— Start of Input for this task —

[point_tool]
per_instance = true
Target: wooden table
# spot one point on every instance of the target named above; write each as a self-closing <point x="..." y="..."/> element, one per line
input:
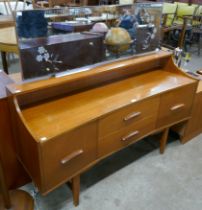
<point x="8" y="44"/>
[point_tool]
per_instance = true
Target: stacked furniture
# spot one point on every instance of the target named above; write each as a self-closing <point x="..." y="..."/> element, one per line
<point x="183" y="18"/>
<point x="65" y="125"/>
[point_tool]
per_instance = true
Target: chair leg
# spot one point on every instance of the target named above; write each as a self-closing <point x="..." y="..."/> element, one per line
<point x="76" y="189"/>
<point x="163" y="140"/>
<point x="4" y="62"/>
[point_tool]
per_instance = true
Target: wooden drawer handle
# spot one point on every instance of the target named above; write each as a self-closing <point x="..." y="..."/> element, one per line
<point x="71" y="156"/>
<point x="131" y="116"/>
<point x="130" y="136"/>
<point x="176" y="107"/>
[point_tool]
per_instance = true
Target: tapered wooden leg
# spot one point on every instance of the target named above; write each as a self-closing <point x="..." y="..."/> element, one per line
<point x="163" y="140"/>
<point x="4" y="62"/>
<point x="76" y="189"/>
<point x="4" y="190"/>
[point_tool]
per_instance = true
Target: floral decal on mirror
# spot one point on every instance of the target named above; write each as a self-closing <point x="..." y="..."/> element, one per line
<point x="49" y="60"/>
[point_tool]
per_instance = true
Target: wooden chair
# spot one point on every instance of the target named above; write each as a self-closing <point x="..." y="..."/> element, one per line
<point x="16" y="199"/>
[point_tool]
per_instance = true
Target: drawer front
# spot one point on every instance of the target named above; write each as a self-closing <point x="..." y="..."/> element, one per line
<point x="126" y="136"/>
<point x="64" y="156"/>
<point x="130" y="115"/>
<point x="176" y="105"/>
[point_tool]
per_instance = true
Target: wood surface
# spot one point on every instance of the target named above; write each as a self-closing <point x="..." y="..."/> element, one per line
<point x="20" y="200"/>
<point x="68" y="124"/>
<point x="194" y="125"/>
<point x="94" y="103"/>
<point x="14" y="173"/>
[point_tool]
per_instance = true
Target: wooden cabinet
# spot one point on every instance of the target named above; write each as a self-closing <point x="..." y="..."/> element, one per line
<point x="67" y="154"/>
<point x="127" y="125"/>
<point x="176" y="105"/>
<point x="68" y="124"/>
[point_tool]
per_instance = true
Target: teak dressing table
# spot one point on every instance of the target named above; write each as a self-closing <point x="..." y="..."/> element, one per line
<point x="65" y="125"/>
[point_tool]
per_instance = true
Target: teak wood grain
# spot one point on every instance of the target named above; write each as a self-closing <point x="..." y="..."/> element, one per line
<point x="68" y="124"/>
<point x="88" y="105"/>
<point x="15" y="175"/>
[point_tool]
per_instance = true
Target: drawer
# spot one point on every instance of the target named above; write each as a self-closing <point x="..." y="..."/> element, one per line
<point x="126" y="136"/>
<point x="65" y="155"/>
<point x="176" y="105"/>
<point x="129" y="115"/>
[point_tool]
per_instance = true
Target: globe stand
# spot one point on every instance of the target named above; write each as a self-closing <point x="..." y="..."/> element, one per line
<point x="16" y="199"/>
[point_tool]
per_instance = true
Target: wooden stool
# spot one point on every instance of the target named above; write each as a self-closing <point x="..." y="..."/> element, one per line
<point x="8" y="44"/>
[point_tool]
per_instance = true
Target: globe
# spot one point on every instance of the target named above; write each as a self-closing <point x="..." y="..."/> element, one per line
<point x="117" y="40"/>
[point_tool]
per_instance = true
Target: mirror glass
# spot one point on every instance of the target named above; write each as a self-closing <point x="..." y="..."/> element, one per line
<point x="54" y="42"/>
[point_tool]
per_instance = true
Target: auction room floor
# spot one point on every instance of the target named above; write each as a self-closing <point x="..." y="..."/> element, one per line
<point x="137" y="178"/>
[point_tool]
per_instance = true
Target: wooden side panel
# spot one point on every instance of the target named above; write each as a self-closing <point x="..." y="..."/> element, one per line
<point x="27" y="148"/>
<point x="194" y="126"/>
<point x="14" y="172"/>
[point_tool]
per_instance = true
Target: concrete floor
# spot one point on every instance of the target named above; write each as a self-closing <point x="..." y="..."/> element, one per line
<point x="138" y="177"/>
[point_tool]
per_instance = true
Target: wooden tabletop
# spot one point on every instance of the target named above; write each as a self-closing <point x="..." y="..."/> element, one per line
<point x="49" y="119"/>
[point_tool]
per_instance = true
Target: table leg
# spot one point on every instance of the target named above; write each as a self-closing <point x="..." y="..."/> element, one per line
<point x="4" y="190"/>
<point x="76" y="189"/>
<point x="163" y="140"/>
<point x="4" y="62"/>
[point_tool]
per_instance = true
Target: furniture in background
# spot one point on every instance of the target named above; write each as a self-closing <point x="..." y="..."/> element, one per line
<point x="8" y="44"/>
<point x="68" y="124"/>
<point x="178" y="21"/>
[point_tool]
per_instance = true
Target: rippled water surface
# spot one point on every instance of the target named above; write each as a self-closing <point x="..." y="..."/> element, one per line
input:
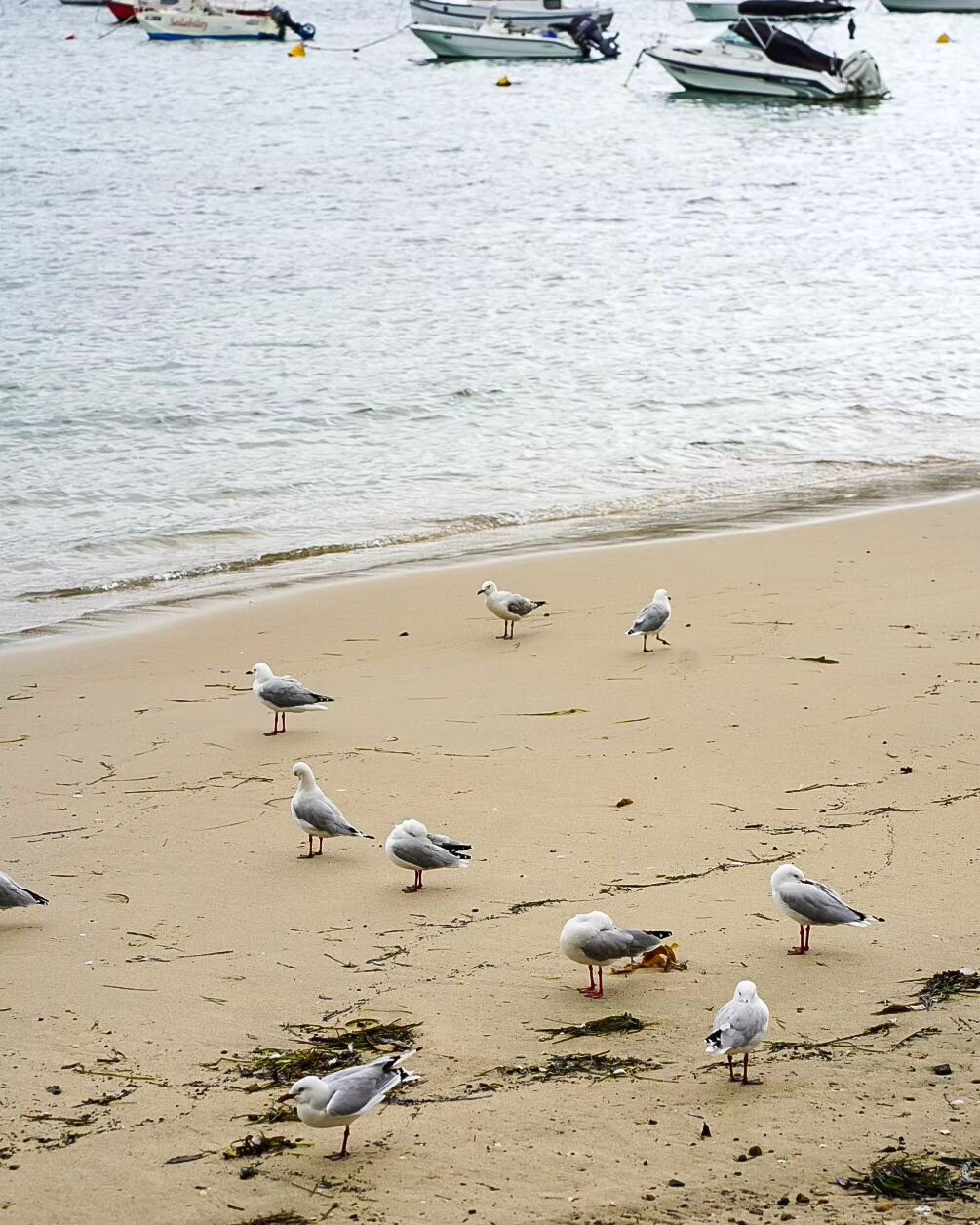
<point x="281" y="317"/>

— End of Input for this task —

- [Description of the task]: All of the material above needs to be restated exactly, with no pictures.

- [Full response]:
[point_tool]
per_instance = true
Target: wooden table
# spot one point on every instance of the target named above; write each as a self-closing <point x="..." y="..."/> element, one per line
input:
<point x="8" y="44"/>
[point_tool]
per_instance = true
Target: stacked furniture
# spot one point on every instance of the target named above; write each as a self-closing <point x="..." y="..."/> element, one per line
<point x="183" y="18"/>
<point x="65" y="125"/>
[point_tool]
per_instance = true
Target: chair leg
# spot one point on every instance of the target named above; write each as a self-closing <point x="..." y="..."/> element, one per line
<point x="76" y="189"/>
<point x="163" y="140"/>
<point x="4" y="62"/>
[point_tool]
per_instance = true
Target: wooden drawer handle
# spot one point on every instance of the target named above; write each as a self-closing <point x="..." y="..."/> element, one per line
<point x="71" y="156"/>
<point x="131" y="116"/>
<point x="130" y="136"/>
<point x="176" y="107"/>
[point_tool]
per_instance = true
Target: tapered wooden leg
# spot one point on every instance of the target named above; write each as a self-closing <point x="..." y="..."/> element, one per line
<point x="163" y="140"/>
<point x="4" y="62"/>
<point x="76" y="189"/>
<point x="4" y="190"/>
[point_tool]
per_instance = true
Target: floral decal on mirror
# spot one point on every instance of the target named above; write each as a self-closing <point x="..." y="..."/> element, one per line
<point x="49" y="60"/>
[point_tool]
per_instance = true
Target: wooden chair
# spot one point on every instance of the target named above; write each as a self-closing <point x="..." y="..."/> element, one per line
<point x="16" y="199"/>
[point_tool]
per_instance = true
Target: drawer front
# spot one point on every instance of the target named above; write each as a self-closing <point x="..." y="..."/> element, one per line
<point x="126" y="136"/>
<point x="64" y="156"/>
<point x="130" y="115"/>
<point x="176" y="105"/>
[point_tool]
per_instance = true
Target: wood surface
# spot one point on every instance of the target named above; write each as a self-closing <point x="..." y="..."/> element, one per line
<point x="20" y="200"/>
<point x="68" y="124"/>
<point x="194" y="125"/>
<point x="94" y="103"/>
<point x="14" y="173"/>
[point_tool]
per_instance = true
Target: wooden cabinet
# spot one point on every instance of the target named above; write each as a self-closing <point x="..." y="..."/> element, one per line
<point x="67" y="154"/>
<point x="127" y="125"/>
<point x="176" y="105"/>
<point x="68" y="124"/>
[point_tool]
per_instance = true
Target: teak dressing table
# spot one point on every instance of the target named above; write each as a self-closing <point x="..." y="..."/> element, one per line
<point x="65" y="125"/>
[point_tool]
per_instance = true
Target: teak wood grain
# spot one point on every instance of the target named above; write each as a self-closing <point x="..." y="..."/> element, one per line
<point x="68" y="124"/>
<point x="88" y="105"/>
<point x="15" y="175"/>
[point_tool]
per_instance = true
Target: drawer
# spot one point on every instance of the target named above; write each as a self-closing <point x="..." y="..."/> element, one per line
<point x="126" y="136"/>
<point x="65" y="155"/>
<point x="176" y="105"/>
<point x="129" y="115"/>
[point_tool]
per_instance = true
Target: globe stand
# spot one point on every instance of the target named above; write each as a self-closing <point x="..." y="..."/> element, one per line
<point x="16" y="199"/>
[point_tool]
per_instance = true
Target: wooden stool
# spot one point on every instance of the target named above; write each as a self-closing <point x="..." y="..."/> element, one per line
<point x="8" y="44"/>
[point_tool]
per_instance = true
Target: globe
# spot one point on every instance of the target named above; write each as a self-closing <point x="..." y="..."/> element, one per line
<point x="117" y="40"/>
[point_tool]
per_instance = true
Target: mirror glass
# spot one point on every instance of the target named above; write each as a self-closing <point x="..." y="..."/> element, one per line
<point x="54" y="42"/>
[point_tool]
per_instance = true
Target: auction room floor
# spot one point on every instance of the target named above; write each as a self-closing <point x="..." y="..."/> element, one per line
<point x="137" y="178"/>
[point_tool]
per_instance = true
Target: wooden side panel
# spot one point on every instance of the target named above; write each as a self-closing <point x="..." y="..."/> element, one per line
<point x="27" y="148"/>
<point x="194" y="126"/>
<point x="14" y="172"/>
[point_tool]
per_instance = true
Target: concrete floor
# spot one point on every instance of the target named above; write each as a self-closing <point x="..." y="..."/> element, one per line
<point x="138" y="177"/>
[point_tool]
per_instance = true
Target: wooden tabletop
# spot one point on every instance of the target named above; write each as a self-closing <point x="..." y="..."/> element, one per line
<point x="49" y="119"/>
[point_tool]
per_instance = true
Target: table leg
# spot one point on every instance of the target named above; write each as a self-closing <point x="..." y="..."/> element, one per line
<point x="4" y="190"/>
<point x="76" y="189"/>
<point x="163" y="140"/>
<point x="4" y="62"/>
[point_tool]
per_instance = true
Target: furniture in background
# spot one point on every instance of the target named above; write each as a self-closing <point x="..." y="..."/> element, one per line
<point x="8" y="44"/>
<point x="68" y="124"/>
<point x="178" y="21"/>
[point_tool]
per_instance = true
Target: rippled water surface
# spot one point on every instance of the target named above; write each as a self-closing <point x="..." y="..."/> element, one per line
input:
<point x="281" y="317"/>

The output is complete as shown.